┌────────

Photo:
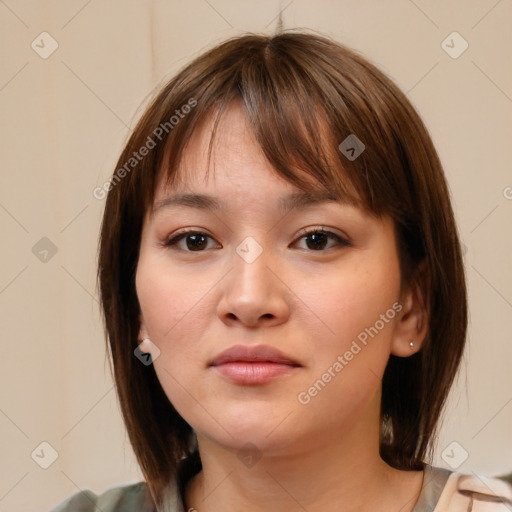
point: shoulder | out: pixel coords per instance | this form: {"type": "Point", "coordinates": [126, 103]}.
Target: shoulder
{"type": "Point", "coordinates": [125, 498]}
{"type": "Point", "coordinates": [463, 491]}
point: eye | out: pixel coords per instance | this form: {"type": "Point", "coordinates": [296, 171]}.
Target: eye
{"type": "Point", "coordinates": [195, 241]}
{"type": "Point", "coordinates": [317, 239]}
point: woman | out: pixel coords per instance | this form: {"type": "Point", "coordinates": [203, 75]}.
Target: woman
{"type": "Point", "coordinates": [283, 290]}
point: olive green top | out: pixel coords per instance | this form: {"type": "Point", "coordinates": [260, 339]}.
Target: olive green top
{"type": "Point", "coordinates": [135, 497]}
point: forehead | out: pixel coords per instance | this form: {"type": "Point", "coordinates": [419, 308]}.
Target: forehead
{"type": "Point", "coordinates": [224, 155]}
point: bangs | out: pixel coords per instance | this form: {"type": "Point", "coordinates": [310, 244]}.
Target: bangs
{"type": "Point", "coordinates": [297, 121]}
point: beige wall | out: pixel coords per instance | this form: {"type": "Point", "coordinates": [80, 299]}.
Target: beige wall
{"type": "Point", "coordinates": [64, 120]}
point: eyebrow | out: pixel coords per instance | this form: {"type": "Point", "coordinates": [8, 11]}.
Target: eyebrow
{"type": "Point", "coordinates": [206, 202]}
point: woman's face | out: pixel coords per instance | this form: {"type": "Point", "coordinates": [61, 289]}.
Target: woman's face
{"type": "Point", "coordinates": [252, 276]}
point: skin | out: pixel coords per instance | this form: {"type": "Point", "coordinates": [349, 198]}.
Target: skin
{"type": "Point", "coordinates": [310, 304]}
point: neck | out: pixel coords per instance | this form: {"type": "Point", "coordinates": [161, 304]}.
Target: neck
{"type": "Point", "coordinates": [342, 472]}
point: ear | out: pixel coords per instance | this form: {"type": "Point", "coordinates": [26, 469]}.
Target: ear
{"type": "Point", "coordinates": [413, 319]}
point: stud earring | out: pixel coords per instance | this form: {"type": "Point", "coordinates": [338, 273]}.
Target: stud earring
{"type": "Point", "coordinates": [145, 345]}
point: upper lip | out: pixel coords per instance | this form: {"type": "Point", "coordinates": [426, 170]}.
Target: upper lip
{"type": "Point", "coordinates": [251, 353]}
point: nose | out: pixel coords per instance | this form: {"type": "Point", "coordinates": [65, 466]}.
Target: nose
{"type": "Point", "coordinates": [254, 294]}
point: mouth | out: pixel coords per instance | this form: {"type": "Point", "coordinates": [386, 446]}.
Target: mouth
{"type": "Point", "coordinates": [252, 365]}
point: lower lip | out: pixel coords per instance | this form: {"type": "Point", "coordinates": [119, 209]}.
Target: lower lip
{"type": "Point", "coordinates": [254, 373]}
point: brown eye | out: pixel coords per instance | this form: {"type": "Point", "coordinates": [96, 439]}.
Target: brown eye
{"type": "Point", "coordinates": [194, 241]}
{"type": "Point", "coordinates": [318, 239]}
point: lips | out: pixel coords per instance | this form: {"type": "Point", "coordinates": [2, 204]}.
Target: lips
{"type": "Point", "coordinates": [253, 354]}
{"type": "Point", "coordinates": [253, 365]}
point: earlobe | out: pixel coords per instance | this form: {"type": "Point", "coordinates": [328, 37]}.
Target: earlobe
{"type": "Point", "coordinates": [412, 325]}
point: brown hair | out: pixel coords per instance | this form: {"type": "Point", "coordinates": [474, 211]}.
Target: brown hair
{"type": "Point", "coordinates": [303, 94]}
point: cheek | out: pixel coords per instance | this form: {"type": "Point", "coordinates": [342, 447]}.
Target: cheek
{"type": "Point", "coordinates": [351, 300]}
{"type": "Point", "coordinates": [171, 301]}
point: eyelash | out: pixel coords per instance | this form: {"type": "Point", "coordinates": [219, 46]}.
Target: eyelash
{"type": "Point", "coordinates": [302, 234]}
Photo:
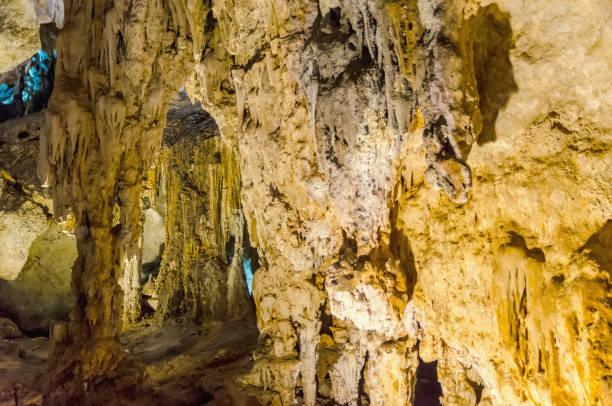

└────────

TASK DETAILS – Rewrite all the lines above as a numbered list, skipping any blank lines and leaving the pictures out.

WRITTEN REPLY –
1. Photo:
2. point: shoulder | out: pixel coords per instance | this form: {"type": "Point", "coordinates": [126, 103]}.
3. Target: shoulder
4. {"type": "Point", "coordinates": [125, 498]}
5. {"type": "Point", "coordinates": [463, 491]}
6. point: eye | out: pixel coords per instance | this form: {"type": "Point", "coordinates": [296, 171]}.
7. Target: eye
8. {"type": "Point", "coordinates": [195, 241]}
9. {"type": "Point", "coordinates": [317, 239]}
10. point: woman | out: pixel coords per instance | this form: {"type": "Point", "coordinates": [203, 75]}.
11. Target: woman
12. {"type": "Point", "coordinates": [283, 290]}
13. point: olive green top | out: pixel coords per instance | this form: {"type": "Point", "coordinates": [260, 339]}.
14. Target: olive green top
15. {"type": "Point", "coordinates": [135, 497]}
16. point: forehead | out: pixel coords per instance | this form: {"type": "Point", "coordinates": [419, 308]}.
17. Target: forehead
18. {"type": "Point", "coordinates": [224, 155]}
19. point: bangs | out: pixel coords per instance | this form: {"type": "Point", "coordinates": [310, 244]}.
20. Target: bangs
21. {"type": "Point", "coordinates": [297, 121]}
22. point: beige wall | out: pixel coords per instance | this form: {"type": "Point", "coordinates": [80, 299]}.
23. Target: beige wall
24. {"type": "Point", "coordinates": [64, 120]}
25. point: eyebrow | out: pixel coords per instance | this form: {"type": "Point", "coordinates": [8, 11]}.
26. Target: eyebrow
27. {"type": "Point", "coordinates": [206, 202]}
28. point: woman's face | out: pixel coords per instance | this form: {"type": "Point", "coordinates": [61, 289]}.
29. Target: woman's face
30. {"type": "Point", "coordinates": [252, 276]}
31. point: skin | out: pixel coords per instance | this form: {"type": "Point", "coordinates": [349, 198]}.
32. Target: skin
33. {"type": "Point", "coordinates": [310, 304]}
34. point: neck | out: pixel coords per instance | this form: {"type": "Point", "coordinates": [161, 304]}.
35. Target: neck
36. {"type": "Point", "coordinates": [342, 472]}
37. point: ear | out: pixel coords per instance | this form: {"type": "Point", "coordinates": [26, 469]}.
38. Target: ear
39. {"type": "Point", "coordinates": [413, 319]}
40. point: stud earring | out: pixel coords per instance | this form: {"type": "Point", "coordinates": [338, 273]}.
41. Target: stud earring
42. {"type": "Point", "coordinates": [145, 345]}
43. point: upper lip | out: pixel coords per instance | this form: {"type": "Point", "coordinates": [426, 170]}.
44. Target: upper lip
45. {"type": "Point", "coordinates": [251, 353]}
46. point: nose | out: pixel coords per instance | this form: {"type": "Point", "coordinates": [65, 466]}.
47. Target: nose
48. {"type": "Point", "coordinates": [254, 294]}
49. point: mouth | out: pixel coords per instance | this form: {"type": "Point", "coordinates": [386, 446]}.
50. Target: mouth
51. {"type": "Point", "coordinates": [252, 365]}
52. point: lower lip | out: pixel coords per instance | this form: {"type": "Point", "coordinates": [119, 209]}.
53. Target: lower lip
54. {"type": "Point", "coordinates": [254, 373]}
55. point: brown eye | out: pixel coords per instance | this form: {"type": "Point", "coordinates": [96, 439]}.
56. Target: brown eye
57. {"type": "Point", "coordinates": [194, 241]}
58. {"type": "Point", "coordinates": [318, 239]}
59. point: lips | out: pixel coords per instance | this form: {"type": "Point", "coordinates": [2, 204]}.
60. Target: lips
61. {"type": "Point", "coordinates": [253, 354]}
62. {"type": "Point", "coordinates": [253, 365]}
63. point: earlobe | out: pixel coords per instance | this form: {"type": "Point", "coordinates": [328, 37]}.
64. Target: earlobe
65. {"type": "Point", "coordinates": [412, 325]}
66. point: brown hair | out: pixel coords per instance | this form: {"type": "Point", "coordinates": [474, 211]}.
67. Target: brown hair
68. {"type": "Point", "coordinates": [303, 94]}
69. point: cheek | out: pixel coords per instance | this form: {"type": "Point", "coordinates": [342, 447]}.
70. Target: cheek
71. {"type": "Point", "coordinates": [351, 300]}
72. {"type": "Point", "coordinates": [171, 301]}
73. point: eyelash | out: pixel coords per instance | this form: {"type": "Point", "coordinates": [219, 46]}.
74. Target: eyelash
75. {"type": "Point", "coordinates": [302, 234]}
76. Photo:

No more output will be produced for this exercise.